(Written instruction):
Please copy the data below line for line, starting at the line that contains "Query: tree shadow" and ending at the final line of the data.

------------------------------------------------

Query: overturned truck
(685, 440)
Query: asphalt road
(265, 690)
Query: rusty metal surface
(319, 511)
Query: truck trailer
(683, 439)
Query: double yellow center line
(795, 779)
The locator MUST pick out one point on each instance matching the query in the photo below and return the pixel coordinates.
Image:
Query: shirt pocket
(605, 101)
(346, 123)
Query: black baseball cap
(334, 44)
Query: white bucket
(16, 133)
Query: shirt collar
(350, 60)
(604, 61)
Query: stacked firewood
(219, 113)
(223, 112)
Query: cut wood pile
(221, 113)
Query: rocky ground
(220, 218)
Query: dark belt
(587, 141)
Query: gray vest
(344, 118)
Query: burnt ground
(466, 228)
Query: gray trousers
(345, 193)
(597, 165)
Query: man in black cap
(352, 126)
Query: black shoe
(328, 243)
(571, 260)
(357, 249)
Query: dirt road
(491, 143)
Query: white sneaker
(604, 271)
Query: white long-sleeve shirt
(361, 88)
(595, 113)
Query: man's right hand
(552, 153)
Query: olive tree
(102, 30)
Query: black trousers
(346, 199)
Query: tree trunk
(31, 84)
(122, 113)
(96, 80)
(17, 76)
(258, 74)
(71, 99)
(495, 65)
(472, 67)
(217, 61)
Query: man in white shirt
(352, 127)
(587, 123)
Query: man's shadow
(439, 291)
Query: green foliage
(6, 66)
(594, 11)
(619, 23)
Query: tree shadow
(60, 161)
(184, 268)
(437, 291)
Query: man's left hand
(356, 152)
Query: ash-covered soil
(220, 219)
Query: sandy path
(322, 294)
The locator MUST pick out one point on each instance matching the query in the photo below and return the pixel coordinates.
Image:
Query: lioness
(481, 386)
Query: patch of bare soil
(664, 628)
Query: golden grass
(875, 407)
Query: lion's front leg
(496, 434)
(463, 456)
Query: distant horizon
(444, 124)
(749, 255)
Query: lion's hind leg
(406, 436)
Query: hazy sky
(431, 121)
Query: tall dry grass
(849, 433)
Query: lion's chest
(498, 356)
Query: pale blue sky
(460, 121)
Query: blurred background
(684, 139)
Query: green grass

------------------------------------------------

(Correct response):
Query: tree shadow
(60, 161)
(184, 268)
(437, 291)
Query: man's left hand
(356, 152)
Query: ash-covered soil
(220, 219)
Query: sandy path
(322, 294)
The locator MUST pick out one point on each instance matching the query in the photo below and return the pixel coordinates.
Image:
Query: lioness
(481, 386)
Query: patch of bare soil
(664, 628)
Query: golden grass
(875, 407)
Query: lion's front leg
(496, 434)
(463, 456)
Query: distant horizon
(444, 124)
(749, 255)
Query: lion's hind leg
(406, 436)
Query: hazy sky
(431, 121)
Query: tall dry grass
(849, 433)
Query: lion's chest
(498, 356)
Query: pale blue sky
(460, 121)
Query: blurred background
(684, 139)
Query: green grass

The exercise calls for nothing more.